## ARTICLE
══════════

# replacement stock for ruger frontier



## 35whelen (Jul 3, 2012)

I finally got out to shoot and got my .338 federal ruger frontier rifle zeroed. shot about a dozen rounds after zeroing it, and the stock split by the tang and a chunk of laminate broke off. its a short action with 16 1/2" barrel and only replacement stock I've found that looks like it would fit is another ruger grey laminate stock. it seems like this happened to a lot of frontier's laminate stocks in all the different chamberings. any ideas on where to look? I have no preference on synthetic or wood, Im just leery about dropping a few hundred on an identical stock since they seem to be prone to splitting. was finally having fun with that lil gun.


----------



## 35whelen (Jul 3, 2012)

think I found solution. can put a boat paddle stock on it


----------



## Al Hansen (Sep 7, 2007)

I looked. Found Rugers at Boyds Gun Stocks. Nothing specific to "Frontier" Lots of configurations for the Model 77 Mk II Short Action. Good luck.


----------



## 35whelen (Jul 3, 2012)

Thanks. I guess folks have used the full sized short action stocks to replace frontier stocks. M77 compact is pretty much the frontier without quarter rib but I can only find the laminate compact stocks. I'm leaning towards the old canoe paddle stock. In process of selling house/buying new one and expecting third child in A couple months so won't have money to replace stock for some time so I have plenty of time to research and pine. I was really starting to enjoy shooting it too.

══════════

Labels for object points
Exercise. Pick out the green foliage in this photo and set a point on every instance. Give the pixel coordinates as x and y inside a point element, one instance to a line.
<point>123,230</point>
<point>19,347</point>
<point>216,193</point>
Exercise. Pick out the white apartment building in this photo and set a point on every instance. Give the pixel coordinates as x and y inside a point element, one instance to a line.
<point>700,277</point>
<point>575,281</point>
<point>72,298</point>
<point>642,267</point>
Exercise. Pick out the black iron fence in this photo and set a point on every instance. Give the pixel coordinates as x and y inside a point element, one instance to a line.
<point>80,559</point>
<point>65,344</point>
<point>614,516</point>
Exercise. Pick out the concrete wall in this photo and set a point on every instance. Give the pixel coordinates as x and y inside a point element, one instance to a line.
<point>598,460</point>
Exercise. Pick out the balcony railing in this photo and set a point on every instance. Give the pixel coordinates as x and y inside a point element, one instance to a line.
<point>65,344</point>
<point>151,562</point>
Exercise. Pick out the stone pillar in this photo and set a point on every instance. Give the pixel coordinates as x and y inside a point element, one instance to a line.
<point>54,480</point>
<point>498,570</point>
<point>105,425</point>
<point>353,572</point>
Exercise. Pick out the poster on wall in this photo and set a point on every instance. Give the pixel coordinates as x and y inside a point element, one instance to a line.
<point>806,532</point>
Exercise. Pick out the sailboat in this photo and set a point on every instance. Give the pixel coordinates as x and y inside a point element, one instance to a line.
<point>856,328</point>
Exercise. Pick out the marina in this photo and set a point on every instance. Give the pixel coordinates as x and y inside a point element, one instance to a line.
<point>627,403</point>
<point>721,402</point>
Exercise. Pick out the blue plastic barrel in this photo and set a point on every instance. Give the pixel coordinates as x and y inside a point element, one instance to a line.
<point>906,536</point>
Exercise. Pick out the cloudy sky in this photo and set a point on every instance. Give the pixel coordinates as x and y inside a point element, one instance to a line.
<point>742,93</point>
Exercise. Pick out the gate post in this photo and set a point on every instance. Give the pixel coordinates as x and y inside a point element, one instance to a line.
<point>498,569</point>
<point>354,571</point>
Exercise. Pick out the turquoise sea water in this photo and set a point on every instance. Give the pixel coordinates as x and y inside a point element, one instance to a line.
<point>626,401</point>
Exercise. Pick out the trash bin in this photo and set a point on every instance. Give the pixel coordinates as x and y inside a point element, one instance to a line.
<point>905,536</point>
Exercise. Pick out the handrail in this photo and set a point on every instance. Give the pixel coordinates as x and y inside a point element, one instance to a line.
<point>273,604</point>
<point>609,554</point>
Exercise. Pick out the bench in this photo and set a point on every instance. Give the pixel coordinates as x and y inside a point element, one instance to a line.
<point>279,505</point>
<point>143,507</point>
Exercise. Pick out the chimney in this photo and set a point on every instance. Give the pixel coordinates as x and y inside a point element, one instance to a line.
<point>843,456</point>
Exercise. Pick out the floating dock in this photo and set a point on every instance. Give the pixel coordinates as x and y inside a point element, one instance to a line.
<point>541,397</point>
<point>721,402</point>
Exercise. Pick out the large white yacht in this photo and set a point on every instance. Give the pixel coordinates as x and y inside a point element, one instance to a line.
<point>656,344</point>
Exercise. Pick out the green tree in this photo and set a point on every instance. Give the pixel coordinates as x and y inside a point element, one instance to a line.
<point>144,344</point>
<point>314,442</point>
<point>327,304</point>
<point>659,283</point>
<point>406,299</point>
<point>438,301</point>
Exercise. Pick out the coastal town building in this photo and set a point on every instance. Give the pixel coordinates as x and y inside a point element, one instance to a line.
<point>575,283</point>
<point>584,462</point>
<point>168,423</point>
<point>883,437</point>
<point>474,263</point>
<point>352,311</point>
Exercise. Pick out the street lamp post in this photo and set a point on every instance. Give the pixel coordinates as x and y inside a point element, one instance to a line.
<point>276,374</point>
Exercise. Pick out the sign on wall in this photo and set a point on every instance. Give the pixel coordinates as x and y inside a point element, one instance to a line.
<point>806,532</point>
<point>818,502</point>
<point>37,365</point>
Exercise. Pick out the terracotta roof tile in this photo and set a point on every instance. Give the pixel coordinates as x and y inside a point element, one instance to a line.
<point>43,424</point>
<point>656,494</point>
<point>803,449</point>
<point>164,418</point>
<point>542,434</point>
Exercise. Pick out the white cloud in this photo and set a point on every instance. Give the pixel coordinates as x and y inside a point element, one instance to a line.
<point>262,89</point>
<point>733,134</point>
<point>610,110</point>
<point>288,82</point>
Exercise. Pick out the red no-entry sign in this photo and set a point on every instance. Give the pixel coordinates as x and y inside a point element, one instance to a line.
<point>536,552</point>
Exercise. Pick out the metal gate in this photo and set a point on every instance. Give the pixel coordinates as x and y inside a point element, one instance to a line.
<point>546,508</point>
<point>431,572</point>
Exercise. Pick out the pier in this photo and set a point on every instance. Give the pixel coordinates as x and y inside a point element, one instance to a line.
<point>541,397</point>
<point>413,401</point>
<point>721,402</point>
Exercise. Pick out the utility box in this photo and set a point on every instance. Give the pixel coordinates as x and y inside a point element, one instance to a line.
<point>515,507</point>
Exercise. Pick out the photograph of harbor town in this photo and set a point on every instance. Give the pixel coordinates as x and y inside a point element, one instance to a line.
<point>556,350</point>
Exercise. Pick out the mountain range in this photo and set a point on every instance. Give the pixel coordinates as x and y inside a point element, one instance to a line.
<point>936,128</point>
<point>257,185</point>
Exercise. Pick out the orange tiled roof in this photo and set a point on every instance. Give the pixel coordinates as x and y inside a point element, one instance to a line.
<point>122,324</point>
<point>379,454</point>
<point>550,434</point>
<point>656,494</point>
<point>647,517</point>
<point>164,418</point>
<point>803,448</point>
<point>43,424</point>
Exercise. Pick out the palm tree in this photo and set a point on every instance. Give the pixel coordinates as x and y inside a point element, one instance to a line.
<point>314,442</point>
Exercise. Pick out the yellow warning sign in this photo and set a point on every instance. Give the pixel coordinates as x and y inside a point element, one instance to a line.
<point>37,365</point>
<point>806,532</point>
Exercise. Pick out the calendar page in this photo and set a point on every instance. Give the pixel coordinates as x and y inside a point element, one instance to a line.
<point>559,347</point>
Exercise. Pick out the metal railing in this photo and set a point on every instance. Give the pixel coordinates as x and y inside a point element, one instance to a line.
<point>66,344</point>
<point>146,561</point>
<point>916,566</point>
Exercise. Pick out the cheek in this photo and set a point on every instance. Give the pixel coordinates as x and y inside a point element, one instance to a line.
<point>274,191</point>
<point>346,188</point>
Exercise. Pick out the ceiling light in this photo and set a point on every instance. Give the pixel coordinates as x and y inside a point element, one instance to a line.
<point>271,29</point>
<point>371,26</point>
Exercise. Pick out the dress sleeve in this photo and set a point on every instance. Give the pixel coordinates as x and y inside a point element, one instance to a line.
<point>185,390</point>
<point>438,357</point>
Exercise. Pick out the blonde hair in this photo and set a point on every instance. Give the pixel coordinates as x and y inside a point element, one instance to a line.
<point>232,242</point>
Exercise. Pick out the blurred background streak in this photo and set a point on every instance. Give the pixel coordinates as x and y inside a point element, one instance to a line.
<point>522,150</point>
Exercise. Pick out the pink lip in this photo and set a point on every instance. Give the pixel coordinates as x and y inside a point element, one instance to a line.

══════════

## INSTRUCTION A
Determine whether each of the following statements agrees with the thread on replacing the Ruger Frontier stock, answering yes or no and quoting the deciding words: (i) the stock split near the tang after the rifle had been zeroed; (ii) Boyds Gun Stocks offered a stock listed specifically for the Frontier; (iii) the original poster preferred a synthetic stock to a wooden one.
## INSTRUCTION B
Extend the thread on replacing the Ruger Frontier stock, beginning after its final post.

## TASK RESULT A
(i) Yes: "the stock split by the tang and a chunk of laminate broke off"
(ii) No: "Nothing specific to "Frontier""
(iii) No: "I have no preference on synthetic or wood"

## TASK RESULT B
----------



## 35whelen (Jul 3, 2012)

Ruger called me in response to my email I sent this weekend. They're replace it for free but it'll be same composite stock.


----------



## Springville Shooter (Oct 15, 2010)

Glass/pillar bed the tang and it will help greatly. I have had the same issue with M-77 MKII rifles splitting stocks at the tang. I think that the splitting is often caused by a sloppy fit. I've never had one split after a tight bedding job.-----SS


----------



## 35whelen (Jul 3, 2012)

Yeah my brother's m77 mkII african split too.


----------



## Utmuddguy (Aug 25, 2013)

http://www.rifle-stocks.com


----------



## 35whelen (Jul 3, 2012)

ruger called me after I sent the rifle in. said I was getting the last frontier stock. also asked me if I wanted a new quarter rib for the barrel. when it showed up it had two quarter ribs, one on the rifle and one in reserve I guess. no charge for anything. its weird because when I emailed customer service they said there was no way I could get another quarter rib, but the guy who called said itd be no problem. I was a little upset that when the gun arrived at my house, 6" of the barrel was sticking out of the box in plain view. I blame ups for that though.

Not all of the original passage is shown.